» **Instructions for the task**
In the material below, find each line with the word "positive" and list it.

» **Data**
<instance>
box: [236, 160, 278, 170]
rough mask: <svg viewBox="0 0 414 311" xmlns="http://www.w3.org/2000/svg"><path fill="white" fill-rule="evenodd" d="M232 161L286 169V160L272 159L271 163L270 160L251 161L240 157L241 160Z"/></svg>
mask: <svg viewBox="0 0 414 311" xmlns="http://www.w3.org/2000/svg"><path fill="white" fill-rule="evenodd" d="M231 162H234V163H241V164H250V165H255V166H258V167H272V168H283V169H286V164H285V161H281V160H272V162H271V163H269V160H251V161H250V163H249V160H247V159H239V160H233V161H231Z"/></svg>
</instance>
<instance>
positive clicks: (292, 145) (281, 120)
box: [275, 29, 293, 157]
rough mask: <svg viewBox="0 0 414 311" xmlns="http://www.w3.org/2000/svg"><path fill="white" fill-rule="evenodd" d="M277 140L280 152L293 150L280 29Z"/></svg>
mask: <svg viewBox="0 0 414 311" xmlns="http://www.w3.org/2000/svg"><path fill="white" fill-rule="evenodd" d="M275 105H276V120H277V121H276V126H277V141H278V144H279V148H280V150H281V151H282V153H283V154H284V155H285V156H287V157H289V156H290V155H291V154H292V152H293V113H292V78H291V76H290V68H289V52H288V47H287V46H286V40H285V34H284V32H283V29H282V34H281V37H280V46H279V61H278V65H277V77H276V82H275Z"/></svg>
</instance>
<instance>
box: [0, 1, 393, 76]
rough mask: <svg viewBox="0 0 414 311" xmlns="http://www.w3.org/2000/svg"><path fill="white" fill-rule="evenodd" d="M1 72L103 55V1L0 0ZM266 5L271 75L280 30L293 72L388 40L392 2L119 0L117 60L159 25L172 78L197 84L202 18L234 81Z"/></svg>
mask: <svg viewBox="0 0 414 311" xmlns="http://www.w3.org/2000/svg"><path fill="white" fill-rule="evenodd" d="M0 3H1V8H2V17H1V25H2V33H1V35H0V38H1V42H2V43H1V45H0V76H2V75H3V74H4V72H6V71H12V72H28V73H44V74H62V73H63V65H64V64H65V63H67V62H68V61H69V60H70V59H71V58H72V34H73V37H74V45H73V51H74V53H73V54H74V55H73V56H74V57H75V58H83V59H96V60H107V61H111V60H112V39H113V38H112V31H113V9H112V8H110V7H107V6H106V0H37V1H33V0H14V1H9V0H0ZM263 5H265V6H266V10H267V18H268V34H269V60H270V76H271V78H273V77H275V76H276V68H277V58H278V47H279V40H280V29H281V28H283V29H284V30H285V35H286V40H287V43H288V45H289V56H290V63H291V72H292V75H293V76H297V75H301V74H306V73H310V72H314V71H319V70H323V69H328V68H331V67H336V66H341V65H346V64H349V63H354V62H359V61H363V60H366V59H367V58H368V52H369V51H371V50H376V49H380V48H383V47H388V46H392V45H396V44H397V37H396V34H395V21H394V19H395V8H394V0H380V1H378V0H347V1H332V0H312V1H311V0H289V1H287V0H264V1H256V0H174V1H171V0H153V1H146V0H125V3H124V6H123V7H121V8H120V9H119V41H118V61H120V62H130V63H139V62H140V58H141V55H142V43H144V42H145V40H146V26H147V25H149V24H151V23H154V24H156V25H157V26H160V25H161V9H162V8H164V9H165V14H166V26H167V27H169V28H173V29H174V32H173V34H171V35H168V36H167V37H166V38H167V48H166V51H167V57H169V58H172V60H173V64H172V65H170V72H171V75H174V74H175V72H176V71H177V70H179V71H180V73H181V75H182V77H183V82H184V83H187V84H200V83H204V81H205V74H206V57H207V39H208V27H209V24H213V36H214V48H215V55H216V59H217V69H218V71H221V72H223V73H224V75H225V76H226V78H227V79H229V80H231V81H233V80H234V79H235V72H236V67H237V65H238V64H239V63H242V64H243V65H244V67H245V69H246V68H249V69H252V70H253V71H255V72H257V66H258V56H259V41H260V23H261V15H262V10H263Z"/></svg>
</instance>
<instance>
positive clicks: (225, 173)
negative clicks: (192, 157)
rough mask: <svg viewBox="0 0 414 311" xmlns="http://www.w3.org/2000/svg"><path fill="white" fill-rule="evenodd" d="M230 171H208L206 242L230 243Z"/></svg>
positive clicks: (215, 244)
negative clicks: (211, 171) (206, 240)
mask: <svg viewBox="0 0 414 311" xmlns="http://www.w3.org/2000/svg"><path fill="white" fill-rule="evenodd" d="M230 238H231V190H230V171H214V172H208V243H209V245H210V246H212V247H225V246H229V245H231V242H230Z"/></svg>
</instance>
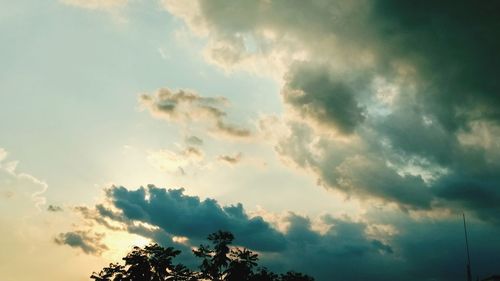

» **Solution for this problem**
positive clicks: (292, 145) (281, 120)
positive clicks: (225, 173)
positive clicks: (215, 244)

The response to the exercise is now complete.